__RECORDS FOR THIS EXERCISE__.
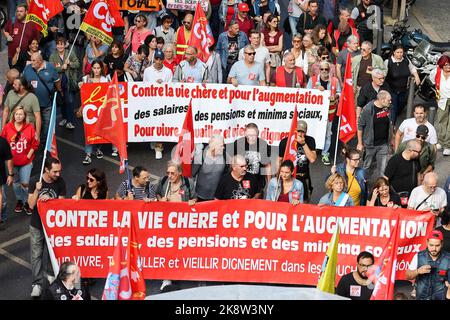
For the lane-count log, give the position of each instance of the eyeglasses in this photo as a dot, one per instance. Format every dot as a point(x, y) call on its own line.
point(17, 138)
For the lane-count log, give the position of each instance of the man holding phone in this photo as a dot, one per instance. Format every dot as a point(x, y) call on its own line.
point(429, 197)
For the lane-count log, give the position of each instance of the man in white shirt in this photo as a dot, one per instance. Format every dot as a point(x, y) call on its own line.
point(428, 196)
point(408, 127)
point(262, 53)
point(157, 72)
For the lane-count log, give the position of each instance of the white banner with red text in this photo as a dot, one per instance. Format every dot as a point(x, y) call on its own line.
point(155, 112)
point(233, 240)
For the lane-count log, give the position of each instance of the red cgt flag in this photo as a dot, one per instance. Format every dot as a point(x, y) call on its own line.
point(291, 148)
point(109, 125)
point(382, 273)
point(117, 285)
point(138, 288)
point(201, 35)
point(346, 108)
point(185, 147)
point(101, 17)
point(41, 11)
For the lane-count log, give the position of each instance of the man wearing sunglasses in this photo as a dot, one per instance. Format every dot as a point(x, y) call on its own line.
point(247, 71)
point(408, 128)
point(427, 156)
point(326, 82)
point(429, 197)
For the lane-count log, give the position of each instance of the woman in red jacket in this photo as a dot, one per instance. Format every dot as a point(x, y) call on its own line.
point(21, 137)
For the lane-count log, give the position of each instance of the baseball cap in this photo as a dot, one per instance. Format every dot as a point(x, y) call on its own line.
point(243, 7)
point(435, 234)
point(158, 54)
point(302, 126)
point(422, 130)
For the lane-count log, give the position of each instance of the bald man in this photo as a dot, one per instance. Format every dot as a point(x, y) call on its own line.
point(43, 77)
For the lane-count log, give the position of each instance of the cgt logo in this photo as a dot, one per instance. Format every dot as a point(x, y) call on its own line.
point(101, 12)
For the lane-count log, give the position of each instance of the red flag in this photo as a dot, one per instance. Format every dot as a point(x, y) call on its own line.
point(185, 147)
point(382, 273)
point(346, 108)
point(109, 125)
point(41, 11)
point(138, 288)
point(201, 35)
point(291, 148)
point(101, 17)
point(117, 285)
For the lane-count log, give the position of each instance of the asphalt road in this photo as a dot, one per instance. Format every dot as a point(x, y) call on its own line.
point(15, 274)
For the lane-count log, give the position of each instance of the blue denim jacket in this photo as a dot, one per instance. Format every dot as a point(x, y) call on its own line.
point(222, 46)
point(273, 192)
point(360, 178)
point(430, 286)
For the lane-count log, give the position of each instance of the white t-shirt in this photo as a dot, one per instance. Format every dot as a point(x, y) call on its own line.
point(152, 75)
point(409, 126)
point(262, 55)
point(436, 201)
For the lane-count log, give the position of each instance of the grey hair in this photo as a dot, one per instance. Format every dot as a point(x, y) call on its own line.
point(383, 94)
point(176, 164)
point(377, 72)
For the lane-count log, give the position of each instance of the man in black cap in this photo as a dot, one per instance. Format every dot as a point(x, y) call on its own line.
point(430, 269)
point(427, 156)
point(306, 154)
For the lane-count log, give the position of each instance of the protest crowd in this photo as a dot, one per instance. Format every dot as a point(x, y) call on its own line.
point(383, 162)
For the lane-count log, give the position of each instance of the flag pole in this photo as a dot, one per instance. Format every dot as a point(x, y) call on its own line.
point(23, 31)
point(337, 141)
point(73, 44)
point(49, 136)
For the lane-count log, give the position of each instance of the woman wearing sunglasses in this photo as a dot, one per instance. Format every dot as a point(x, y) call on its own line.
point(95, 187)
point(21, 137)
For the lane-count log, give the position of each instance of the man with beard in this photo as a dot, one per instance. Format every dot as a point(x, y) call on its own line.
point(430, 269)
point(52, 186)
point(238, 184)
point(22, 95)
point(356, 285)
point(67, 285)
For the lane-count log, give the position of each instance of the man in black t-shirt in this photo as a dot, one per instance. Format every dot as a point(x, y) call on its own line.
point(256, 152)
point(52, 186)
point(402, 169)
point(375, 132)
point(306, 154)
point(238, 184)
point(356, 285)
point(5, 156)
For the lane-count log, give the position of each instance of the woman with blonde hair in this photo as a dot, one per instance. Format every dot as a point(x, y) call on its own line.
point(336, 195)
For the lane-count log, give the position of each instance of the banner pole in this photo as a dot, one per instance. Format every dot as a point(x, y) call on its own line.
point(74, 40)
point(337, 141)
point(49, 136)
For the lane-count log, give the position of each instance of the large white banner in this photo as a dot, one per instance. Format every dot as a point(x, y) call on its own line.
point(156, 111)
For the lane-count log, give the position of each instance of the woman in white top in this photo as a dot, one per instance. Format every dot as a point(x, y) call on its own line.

__DO THIS__. Shift the coordinates in the data by 22, from the line containing "of the grey" through the line containing "point(383, 162)". Repeat every line in that stretch, requests included, and add 22 to each number in the points.

__THE RESULT__.
For the lane-count log, give the position of each instance of the grey hair in this photo as a dot, one per instance. Format every dot as a point(x, y) call on its own line.
point(405, 116)
point(198, 186)
point(399, 94)
For the lane-count log, give the position of each instance of the man in black cap in this photo as a dot, one per instance. Format every dot as a point(x, y) call on its own line.
point(452, 291)
point(449, 178)
point(328, 176)
For the lane-count log, give the position of each instance of the protest crowd in this photo as a dot, one per instance. Format every dot as a point(x, y) call on its own line.
point(405, 184)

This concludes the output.